- EXERCISE MATERIALS
▬▬▬▬▬▬

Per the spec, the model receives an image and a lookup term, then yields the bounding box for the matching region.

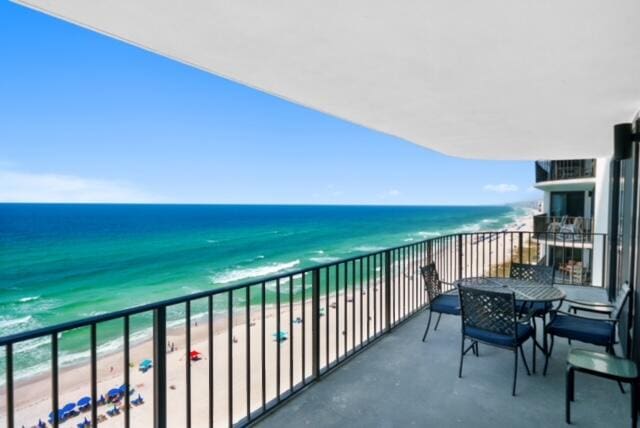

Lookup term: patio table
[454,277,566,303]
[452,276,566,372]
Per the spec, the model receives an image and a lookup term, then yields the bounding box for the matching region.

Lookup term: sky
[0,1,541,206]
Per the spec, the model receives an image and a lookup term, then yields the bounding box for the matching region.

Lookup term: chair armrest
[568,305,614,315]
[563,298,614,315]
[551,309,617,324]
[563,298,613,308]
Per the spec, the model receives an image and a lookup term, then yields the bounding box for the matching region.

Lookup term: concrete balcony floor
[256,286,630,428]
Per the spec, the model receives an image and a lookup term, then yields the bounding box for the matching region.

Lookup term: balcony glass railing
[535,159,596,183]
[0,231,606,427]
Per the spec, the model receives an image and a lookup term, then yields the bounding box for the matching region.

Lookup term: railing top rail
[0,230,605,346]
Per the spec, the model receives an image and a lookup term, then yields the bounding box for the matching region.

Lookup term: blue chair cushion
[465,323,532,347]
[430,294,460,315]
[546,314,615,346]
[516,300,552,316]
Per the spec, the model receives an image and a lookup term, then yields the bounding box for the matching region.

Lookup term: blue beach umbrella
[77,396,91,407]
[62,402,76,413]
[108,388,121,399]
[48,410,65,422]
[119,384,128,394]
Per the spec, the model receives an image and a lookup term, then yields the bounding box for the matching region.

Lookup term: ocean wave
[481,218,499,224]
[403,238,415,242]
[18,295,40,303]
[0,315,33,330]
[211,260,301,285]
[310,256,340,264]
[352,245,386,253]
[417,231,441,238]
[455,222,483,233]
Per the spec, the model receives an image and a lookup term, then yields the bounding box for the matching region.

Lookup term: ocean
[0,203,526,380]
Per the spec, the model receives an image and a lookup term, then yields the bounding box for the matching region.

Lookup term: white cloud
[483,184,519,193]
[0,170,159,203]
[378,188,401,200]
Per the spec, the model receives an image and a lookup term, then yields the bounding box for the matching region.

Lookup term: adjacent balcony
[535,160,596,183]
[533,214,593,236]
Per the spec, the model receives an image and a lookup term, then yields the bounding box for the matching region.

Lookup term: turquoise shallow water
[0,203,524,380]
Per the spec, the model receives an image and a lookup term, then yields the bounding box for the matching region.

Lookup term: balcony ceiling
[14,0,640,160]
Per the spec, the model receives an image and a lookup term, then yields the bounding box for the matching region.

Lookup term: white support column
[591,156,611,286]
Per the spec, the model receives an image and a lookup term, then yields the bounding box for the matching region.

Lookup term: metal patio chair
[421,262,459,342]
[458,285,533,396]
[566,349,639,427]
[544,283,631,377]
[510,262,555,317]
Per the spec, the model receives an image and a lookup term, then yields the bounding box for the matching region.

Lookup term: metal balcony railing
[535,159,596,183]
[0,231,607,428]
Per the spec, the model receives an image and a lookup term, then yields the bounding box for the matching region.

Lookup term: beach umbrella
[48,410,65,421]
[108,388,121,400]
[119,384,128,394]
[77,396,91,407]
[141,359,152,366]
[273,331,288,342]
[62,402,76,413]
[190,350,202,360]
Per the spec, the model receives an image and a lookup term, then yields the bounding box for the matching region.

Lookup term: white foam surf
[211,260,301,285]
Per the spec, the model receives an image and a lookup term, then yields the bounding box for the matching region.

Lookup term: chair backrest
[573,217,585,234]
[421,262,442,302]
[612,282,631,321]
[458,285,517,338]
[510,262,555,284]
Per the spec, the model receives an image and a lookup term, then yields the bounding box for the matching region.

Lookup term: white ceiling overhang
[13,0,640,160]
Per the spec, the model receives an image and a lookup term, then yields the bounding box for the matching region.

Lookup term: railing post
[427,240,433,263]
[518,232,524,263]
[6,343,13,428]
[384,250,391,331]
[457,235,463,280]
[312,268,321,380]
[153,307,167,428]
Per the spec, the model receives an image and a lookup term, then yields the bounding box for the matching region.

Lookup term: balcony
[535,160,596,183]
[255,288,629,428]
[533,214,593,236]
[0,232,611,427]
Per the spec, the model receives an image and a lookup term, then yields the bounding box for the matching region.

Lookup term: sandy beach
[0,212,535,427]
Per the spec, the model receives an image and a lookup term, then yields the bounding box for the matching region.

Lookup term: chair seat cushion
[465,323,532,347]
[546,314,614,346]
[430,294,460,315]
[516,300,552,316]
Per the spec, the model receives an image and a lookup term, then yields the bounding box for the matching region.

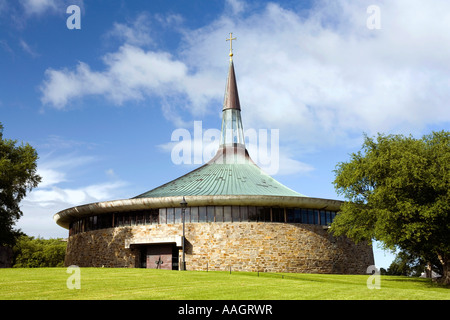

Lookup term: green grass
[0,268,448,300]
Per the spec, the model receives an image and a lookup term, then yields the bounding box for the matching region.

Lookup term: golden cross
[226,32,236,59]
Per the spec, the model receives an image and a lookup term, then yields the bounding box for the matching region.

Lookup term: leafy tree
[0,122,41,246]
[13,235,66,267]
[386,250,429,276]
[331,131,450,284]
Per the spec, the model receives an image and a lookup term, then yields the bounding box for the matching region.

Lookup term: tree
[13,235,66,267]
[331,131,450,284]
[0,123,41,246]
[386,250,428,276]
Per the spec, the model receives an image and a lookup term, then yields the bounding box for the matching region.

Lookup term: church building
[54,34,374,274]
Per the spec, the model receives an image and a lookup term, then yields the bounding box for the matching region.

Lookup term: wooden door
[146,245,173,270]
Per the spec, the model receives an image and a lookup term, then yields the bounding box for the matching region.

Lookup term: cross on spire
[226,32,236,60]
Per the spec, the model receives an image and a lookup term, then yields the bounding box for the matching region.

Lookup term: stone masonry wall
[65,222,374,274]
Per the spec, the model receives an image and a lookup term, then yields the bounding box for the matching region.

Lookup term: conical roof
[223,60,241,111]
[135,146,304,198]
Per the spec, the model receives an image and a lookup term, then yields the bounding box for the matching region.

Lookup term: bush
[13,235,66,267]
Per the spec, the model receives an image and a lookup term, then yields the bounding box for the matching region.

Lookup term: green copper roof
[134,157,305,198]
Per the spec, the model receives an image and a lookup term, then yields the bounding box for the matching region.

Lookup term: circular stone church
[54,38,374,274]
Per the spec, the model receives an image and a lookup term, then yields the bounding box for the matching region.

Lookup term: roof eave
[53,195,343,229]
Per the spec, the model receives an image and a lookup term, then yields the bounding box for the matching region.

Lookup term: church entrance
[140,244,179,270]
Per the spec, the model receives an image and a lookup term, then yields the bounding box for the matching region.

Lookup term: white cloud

▬▬▬▬▬▬

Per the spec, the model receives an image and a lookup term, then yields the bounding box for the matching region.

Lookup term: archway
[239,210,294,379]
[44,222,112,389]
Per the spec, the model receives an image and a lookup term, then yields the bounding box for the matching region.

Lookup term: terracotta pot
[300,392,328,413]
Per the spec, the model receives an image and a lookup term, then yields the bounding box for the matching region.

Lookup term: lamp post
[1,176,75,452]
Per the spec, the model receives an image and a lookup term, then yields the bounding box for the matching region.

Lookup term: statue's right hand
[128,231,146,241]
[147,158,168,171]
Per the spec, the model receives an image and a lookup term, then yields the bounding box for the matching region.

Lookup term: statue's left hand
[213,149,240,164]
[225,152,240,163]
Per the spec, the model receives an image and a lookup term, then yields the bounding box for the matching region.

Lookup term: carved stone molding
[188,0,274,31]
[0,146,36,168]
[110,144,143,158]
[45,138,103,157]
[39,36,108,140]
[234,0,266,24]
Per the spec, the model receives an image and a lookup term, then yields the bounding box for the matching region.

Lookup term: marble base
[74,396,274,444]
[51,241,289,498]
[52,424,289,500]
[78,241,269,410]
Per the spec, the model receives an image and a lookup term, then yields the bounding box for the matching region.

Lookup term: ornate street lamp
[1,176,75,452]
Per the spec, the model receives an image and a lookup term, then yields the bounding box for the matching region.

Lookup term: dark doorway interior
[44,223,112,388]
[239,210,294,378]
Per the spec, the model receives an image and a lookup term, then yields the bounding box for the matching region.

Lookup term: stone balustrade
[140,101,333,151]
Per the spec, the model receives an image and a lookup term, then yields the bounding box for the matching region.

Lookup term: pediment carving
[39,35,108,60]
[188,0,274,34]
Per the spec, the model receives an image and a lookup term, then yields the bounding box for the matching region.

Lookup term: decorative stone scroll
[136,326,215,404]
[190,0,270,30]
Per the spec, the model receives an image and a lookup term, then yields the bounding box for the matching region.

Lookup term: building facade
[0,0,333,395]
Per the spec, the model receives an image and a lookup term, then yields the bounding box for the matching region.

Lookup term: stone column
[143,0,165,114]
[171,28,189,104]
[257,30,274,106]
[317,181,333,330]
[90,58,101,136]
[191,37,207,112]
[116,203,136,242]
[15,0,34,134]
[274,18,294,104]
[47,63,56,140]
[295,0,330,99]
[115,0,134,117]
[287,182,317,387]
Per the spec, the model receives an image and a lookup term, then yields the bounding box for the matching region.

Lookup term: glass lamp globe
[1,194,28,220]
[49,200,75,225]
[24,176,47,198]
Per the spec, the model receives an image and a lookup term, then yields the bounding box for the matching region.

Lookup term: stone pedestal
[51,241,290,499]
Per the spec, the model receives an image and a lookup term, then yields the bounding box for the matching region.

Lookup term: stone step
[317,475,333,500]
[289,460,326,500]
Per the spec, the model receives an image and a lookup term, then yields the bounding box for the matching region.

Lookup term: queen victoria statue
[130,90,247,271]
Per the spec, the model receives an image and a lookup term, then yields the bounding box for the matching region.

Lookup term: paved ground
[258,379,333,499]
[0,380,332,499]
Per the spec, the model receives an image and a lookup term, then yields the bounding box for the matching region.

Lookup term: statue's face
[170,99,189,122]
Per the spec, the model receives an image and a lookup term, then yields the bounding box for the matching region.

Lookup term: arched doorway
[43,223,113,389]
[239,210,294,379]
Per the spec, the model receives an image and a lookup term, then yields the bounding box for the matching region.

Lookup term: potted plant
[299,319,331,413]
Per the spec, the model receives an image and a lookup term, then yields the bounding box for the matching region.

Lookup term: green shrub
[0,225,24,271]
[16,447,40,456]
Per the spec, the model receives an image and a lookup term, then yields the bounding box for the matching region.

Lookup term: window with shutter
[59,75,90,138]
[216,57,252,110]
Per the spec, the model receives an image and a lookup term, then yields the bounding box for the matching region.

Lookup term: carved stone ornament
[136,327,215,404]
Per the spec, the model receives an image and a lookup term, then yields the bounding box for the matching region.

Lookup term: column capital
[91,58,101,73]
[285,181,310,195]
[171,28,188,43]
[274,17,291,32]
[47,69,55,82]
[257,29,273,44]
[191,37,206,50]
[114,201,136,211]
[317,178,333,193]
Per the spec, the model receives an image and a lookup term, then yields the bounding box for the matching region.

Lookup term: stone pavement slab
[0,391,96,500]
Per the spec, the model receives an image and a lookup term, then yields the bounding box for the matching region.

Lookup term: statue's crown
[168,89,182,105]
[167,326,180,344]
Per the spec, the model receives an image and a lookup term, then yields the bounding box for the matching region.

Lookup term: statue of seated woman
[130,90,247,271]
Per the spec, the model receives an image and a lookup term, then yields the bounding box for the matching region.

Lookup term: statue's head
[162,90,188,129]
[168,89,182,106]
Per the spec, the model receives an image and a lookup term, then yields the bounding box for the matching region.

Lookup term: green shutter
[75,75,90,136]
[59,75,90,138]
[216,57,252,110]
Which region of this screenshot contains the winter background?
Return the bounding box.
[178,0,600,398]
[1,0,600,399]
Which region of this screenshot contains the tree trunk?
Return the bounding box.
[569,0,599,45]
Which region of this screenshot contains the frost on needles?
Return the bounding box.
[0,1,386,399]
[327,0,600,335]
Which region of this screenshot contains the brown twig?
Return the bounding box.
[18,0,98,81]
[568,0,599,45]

▬▬▬▬▬▬

- TASK
Please show every line of the entries above that contains the word "screenshot".

- TASK RESULT
Which region of this screenshot contains the winter background?
Which region of this screenshot contains the tree trunk?
Which region of this screenshot contains the frost on needles?
Which region of this screenshot contains the brown twig?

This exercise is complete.